§ Goal: Your task is to return the span of lines beginning at the one with "Can you see the construction" and ending at the last line of the data, exactly as it stands.

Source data
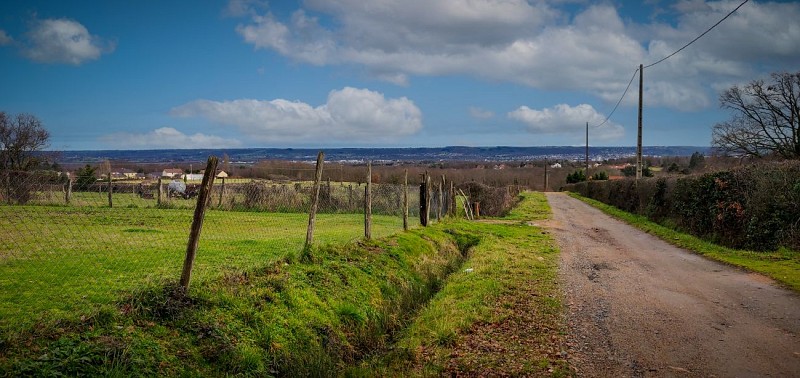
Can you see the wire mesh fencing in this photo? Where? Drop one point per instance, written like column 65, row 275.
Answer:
column 69, row 244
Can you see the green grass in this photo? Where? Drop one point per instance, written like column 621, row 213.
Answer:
column 508, row 260
column 333, row 309
column 782, row 265
column 305, row 315
column 63, row 262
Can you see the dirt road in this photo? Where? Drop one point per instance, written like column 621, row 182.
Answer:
column 638, row 306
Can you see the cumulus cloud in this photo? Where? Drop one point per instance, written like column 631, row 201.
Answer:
column 349, row 114
column 5, row 39
column 476, row 112
column 541, row 44
column 168, row 137
column 63, row 41
column 567, row 120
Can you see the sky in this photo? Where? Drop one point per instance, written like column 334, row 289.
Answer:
column 382, row 73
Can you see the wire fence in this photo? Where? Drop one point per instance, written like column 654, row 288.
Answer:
column 70, row 244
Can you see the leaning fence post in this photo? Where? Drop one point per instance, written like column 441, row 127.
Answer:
column 8, row 186
column 160, row 191
column 423, row 203
column 197, row 224
column 368, row 204
column 428, row 195
column 312, row 216
column 452, row 207
column 110, row 200
column 405, row 200
column 68, row 192
column 221, row 193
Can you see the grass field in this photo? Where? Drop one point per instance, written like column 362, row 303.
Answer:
column 396, row 306
column 59, row 262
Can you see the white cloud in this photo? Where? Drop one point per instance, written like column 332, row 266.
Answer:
column 349, row 114
column 63, row 41
column 5, row 39
column 568, row 120
column 544, row 45
column 476, row 112
column 168, row 137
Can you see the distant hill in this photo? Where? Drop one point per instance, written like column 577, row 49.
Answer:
column 454, row 153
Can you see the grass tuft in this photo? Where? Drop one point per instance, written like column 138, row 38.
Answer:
column 782, row 265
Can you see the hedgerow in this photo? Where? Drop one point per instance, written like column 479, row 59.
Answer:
column 752, row 207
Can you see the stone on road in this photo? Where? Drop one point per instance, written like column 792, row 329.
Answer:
column 638, row 306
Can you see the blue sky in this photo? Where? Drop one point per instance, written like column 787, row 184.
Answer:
column 381, row 73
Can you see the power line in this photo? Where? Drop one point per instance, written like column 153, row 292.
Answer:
column 667, row 57
column 699, row 36
column 620, row 100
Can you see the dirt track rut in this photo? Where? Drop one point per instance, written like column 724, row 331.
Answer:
column 640, row 307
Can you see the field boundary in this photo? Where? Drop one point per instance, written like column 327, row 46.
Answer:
column 783, row 265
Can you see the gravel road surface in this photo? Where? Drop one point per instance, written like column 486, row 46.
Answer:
column 640, row 307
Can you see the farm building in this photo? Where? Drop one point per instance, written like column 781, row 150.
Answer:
column 172, row 173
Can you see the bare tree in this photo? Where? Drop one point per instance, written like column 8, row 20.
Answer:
column 21, row 136
column 766, row 119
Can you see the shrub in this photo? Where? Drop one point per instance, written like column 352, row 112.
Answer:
column 755, row 207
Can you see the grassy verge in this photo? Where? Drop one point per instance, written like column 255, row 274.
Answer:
column 61, row 263
column 308, row 315
column 499, row 315
column 362, row 308
column 782, row 265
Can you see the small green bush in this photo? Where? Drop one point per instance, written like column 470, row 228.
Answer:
column 755, row 207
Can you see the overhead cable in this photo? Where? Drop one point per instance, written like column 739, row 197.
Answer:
column 699, row 36
column 620, row 99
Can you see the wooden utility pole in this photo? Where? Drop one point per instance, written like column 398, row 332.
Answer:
column 312, row 215
column 405, row 200
column 203, row 199
column 639, row 138
column 368, row 204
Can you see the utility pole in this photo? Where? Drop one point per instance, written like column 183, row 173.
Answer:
column 639, row 138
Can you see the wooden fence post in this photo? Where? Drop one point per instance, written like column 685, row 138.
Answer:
column 160, row 192
column 8, row 186
column 68, row 192
column 312, row 215
column 405, row 200
column 203, row 199
column 221, row 193
column 428, row 195
column 442, row 197
column 368, row 204
column 110, row 200
column 423, row 203
column 350, row 197
column 452, row 207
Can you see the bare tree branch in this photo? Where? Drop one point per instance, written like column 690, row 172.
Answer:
column 766, row 119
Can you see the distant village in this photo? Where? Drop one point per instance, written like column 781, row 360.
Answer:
column 169, row 173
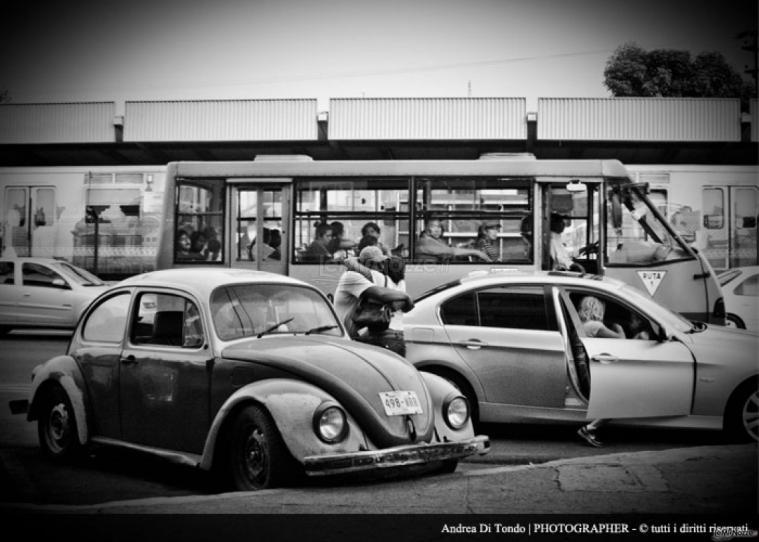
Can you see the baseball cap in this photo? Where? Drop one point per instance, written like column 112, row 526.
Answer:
column 371, row 253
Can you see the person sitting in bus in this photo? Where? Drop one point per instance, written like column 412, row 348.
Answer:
column 560, row 258
column 339, row 247
column 183, row 244
column 487, row 234
column 318, row 250
column 372, row 229
column 432, row 248
column 198, row 240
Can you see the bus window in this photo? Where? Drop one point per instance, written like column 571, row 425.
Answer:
column 641, row 238
column 473, row 219
column 199, row 223
column 343, row 212
column 743, row 240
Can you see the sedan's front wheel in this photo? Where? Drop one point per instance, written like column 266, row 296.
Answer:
column 257, row 455
column 56, row 425
column 742, row 421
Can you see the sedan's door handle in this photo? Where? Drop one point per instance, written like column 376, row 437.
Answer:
column 473, row 344
column 605, row 358
column 129, row 360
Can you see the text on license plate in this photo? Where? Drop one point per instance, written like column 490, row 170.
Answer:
column 397, row 403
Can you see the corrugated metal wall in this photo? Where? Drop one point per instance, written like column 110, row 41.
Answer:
column 90, row 122
column 427, row 118
column 221, row 120
column 639, row 119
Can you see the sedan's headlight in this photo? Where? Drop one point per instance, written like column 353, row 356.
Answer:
column 330, row 423
column 456, row 412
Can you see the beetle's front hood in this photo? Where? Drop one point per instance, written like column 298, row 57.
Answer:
column 352, row 372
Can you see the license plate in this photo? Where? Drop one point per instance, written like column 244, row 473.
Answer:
column 398, row 403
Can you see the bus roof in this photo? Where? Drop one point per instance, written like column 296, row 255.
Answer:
column 347, row 168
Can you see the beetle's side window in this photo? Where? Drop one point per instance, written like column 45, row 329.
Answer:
column 168, row 320
column 107, row 322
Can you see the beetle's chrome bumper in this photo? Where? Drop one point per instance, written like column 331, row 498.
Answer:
column 398, row 456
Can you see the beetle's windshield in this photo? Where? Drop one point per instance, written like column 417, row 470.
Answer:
column 247, row 310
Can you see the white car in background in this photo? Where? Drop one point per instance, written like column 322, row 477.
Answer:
column 44, row 293
column 740, row 287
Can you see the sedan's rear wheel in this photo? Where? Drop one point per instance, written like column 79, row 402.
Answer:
column 257, row 455
column 56, row 425
column 742, row 421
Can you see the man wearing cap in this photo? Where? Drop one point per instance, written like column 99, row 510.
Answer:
column 353, row 284
column 486, row 239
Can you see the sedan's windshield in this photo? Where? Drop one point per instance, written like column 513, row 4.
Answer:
column 638, row 298
column 250, row 310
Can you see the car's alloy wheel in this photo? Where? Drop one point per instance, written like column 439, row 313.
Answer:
column 257, row 455
column 56, row 425
column 742, row 414
column 750, row 415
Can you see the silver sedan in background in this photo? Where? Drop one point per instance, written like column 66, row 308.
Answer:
column 514, row 344
column 44, row 293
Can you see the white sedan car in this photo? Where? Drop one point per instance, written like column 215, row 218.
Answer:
column 740, row 287
column 515, row 344
column 44, row 293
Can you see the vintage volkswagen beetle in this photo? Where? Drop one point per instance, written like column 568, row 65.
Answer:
column 248, row 373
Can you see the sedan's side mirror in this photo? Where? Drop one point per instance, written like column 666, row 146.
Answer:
column 60, row 283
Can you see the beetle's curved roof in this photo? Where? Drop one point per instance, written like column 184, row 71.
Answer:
column 203, row 280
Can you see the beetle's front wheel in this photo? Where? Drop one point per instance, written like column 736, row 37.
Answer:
column 56, row 426
column 257, row 455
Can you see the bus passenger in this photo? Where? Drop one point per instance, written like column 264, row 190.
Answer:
column 372, row 229
column 183, row 244
column 198, row 242
column 560, row 258
column 318, row 250
column 487, row 234
column 431, row 248
column 339, row 246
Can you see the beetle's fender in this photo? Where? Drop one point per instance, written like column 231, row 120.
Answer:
column 292, row 405
column 66, row 373
column 443, row 391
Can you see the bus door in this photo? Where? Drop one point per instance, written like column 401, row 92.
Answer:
column 730, row 216
column 643, row 250
column 570, row 225
column 259, row 239
column 29, row 217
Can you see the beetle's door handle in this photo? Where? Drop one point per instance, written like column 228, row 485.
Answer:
column 473, row 344
column 605, row 358
column 129, row 360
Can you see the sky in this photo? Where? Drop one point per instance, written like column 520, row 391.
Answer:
column 117, row 50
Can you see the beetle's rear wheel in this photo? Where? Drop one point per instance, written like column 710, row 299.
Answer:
column 56, row 425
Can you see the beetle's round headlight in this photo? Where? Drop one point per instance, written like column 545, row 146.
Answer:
column 456, row 412
column 330, row 424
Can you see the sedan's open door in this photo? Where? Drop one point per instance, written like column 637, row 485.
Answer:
column 636, row 378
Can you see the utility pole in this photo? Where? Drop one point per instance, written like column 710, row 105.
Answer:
column 750, row 45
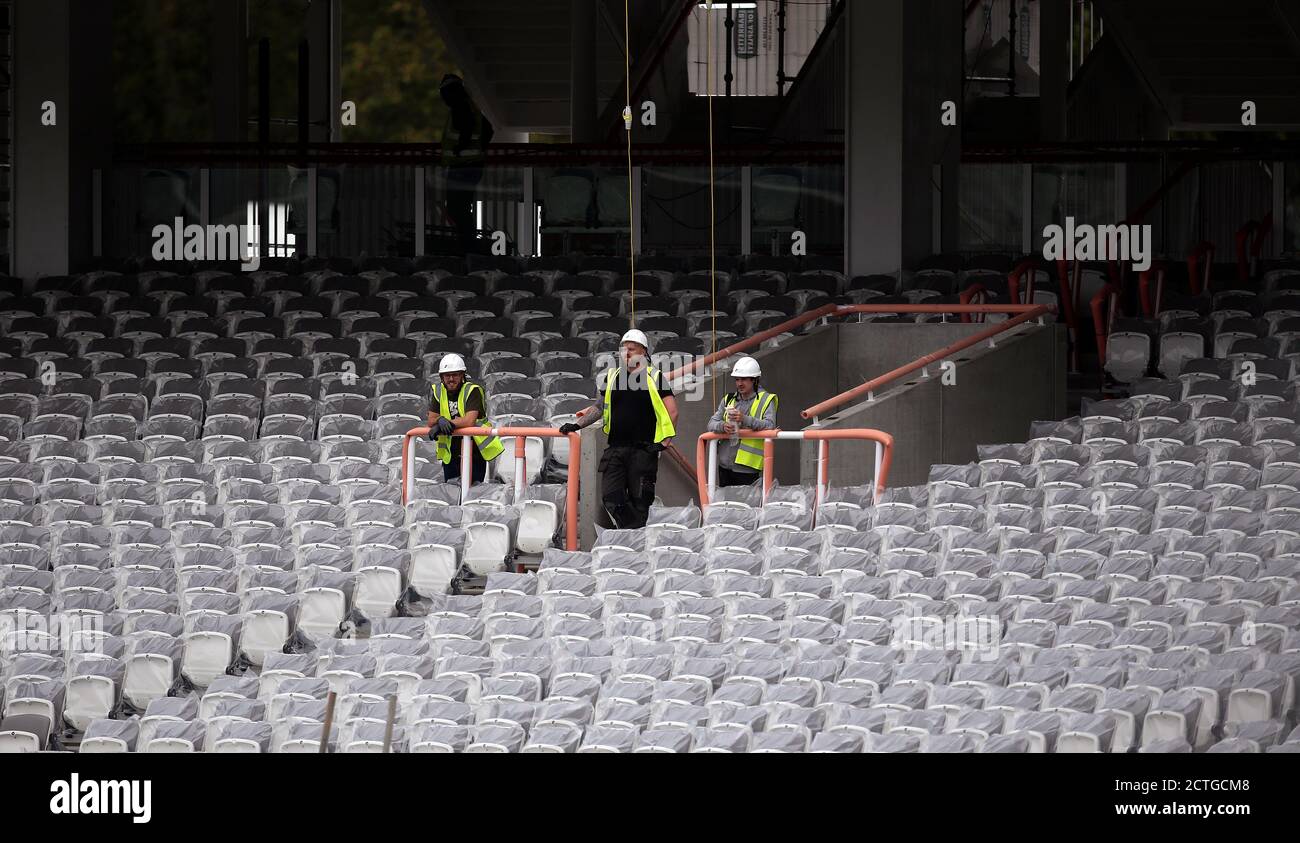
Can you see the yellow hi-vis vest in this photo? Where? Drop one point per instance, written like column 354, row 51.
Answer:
column 662, row 423
column 750, row 452
column 489, row 446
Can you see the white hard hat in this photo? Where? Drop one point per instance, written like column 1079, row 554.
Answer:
column 746, row 367
column 451, row 363
column 636, row 336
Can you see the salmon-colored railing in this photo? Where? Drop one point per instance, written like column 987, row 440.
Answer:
column 520, row 436
column 836, row 311
column 706, row 457
column 1022, row 312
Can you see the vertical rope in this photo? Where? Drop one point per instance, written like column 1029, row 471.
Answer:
column 627, row 125
column 713, row 253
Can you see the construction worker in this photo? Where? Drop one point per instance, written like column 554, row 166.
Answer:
column 638, row 413
column 456, row 402
column 464, row 147
column 740, row 462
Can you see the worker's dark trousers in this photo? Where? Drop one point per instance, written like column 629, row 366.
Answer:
column 726, row 478
column 477, row 466
column 628, row 474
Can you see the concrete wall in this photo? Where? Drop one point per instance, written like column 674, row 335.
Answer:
column 801, row 372
column 867, row 350
column 996, row 394
column 40, row 177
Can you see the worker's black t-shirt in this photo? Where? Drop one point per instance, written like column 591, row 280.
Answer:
column 472, row 403
column 631, row 411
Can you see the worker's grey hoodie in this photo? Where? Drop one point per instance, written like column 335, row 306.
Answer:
column 728, row 448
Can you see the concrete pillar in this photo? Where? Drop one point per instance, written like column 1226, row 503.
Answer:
column 1053, row 66
column 324, row 33
column 229, row 51
column 90, row 122
column 902, row 61
column 40, row 151
column 583, row 128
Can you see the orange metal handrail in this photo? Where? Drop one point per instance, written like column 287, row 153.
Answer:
column 520, row 466
column 706, row 457
column 1022, row 312
column 681, row 462
column 1149, row 305
column 1104, row 306
column 837, row 311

§ Reply to the exercise:
Can you see the construction worker in this photo? Where? Drop one point per instance, written like column 554, row 166.
Answer:
column 638, row 413
column 456, row 402
column 464, row 147
column 740, row 462
Can you see the worker's dark trousers in this photo? Where? Drop one point per instance, written like column 629, row 366.
Answer:
column 726, row 478
column 477, row 466
column 628, row 474
Can you see the concrete wall in this photo? Where? Drop one point per instance, written like column 674, row 335.
Answer:
column 801, row 372
column 867, row 350
column 996, row 394
column 40, row 177
Can you see the worker's black t-shirt in this photo? Where? Drop one point per instance, written like column 591, row 280.
Answer:
column 472, row 403
column 631, row 411
Can you see the worker's grey hoodie in this photo? Where? Drop one point per instance, written like column 335, row 306.
Answer:
column 728, row 448
Can you see the concrete pillar in this photo? Where? Drop one point per instance, written like column 1226, row 503.
Answer:
column 1053, row 66
column 324, row 33
column 229, row 51
column 90, row 122
column 902, row 61
column 40, row 151
column 583, row 128
Can you see the orange metal handrail in this photo? Where? Drop one point per instance, written like column 287, row 153.
Answer:
column 520, row 466
column 706, row 457
column 1022, row 312
column 681, row 462
column 1149, row 305
column 1104, row 306
column 837, row 311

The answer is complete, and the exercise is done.